Copy the lines of the data below verbatim, starting with the line that contains "Please pick out the pillow" and continuing through the end of the data.

[Data entries]
Start

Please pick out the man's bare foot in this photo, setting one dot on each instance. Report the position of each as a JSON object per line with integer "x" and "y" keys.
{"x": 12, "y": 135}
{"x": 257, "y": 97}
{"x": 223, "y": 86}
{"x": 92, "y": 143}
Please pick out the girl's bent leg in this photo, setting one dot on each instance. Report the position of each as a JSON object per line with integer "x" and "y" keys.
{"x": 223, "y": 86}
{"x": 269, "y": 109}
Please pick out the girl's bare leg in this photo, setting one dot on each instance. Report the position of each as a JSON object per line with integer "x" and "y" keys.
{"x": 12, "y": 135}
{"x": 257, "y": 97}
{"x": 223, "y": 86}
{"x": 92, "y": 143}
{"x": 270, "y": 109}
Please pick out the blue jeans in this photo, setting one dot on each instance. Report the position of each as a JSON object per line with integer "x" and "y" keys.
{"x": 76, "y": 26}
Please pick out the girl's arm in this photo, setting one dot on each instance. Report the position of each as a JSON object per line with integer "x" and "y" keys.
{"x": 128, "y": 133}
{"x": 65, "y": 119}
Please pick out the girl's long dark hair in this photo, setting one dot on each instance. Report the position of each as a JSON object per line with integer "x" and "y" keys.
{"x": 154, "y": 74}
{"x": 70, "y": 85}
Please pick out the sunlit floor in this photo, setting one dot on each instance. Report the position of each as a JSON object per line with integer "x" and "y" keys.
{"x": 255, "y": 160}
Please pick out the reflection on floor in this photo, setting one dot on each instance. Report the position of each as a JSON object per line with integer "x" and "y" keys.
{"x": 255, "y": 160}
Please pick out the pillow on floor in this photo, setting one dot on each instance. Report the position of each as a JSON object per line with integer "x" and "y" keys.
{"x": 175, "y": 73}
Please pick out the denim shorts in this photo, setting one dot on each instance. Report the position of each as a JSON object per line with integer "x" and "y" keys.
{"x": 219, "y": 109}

End

Exercise result:
Please pick out the pillow on floor in this photo, setting one dot on each instance. Report the position of each as a JSON object per line with integer "x" and "y" keys.
{"x": 175, "y": 73}
Please pick out the denim shorts in this photo, setting one dot on each instance. Report the position of each as a JSON object per line with integer "x" and "y" keys.
{"x": 219, "y": 109}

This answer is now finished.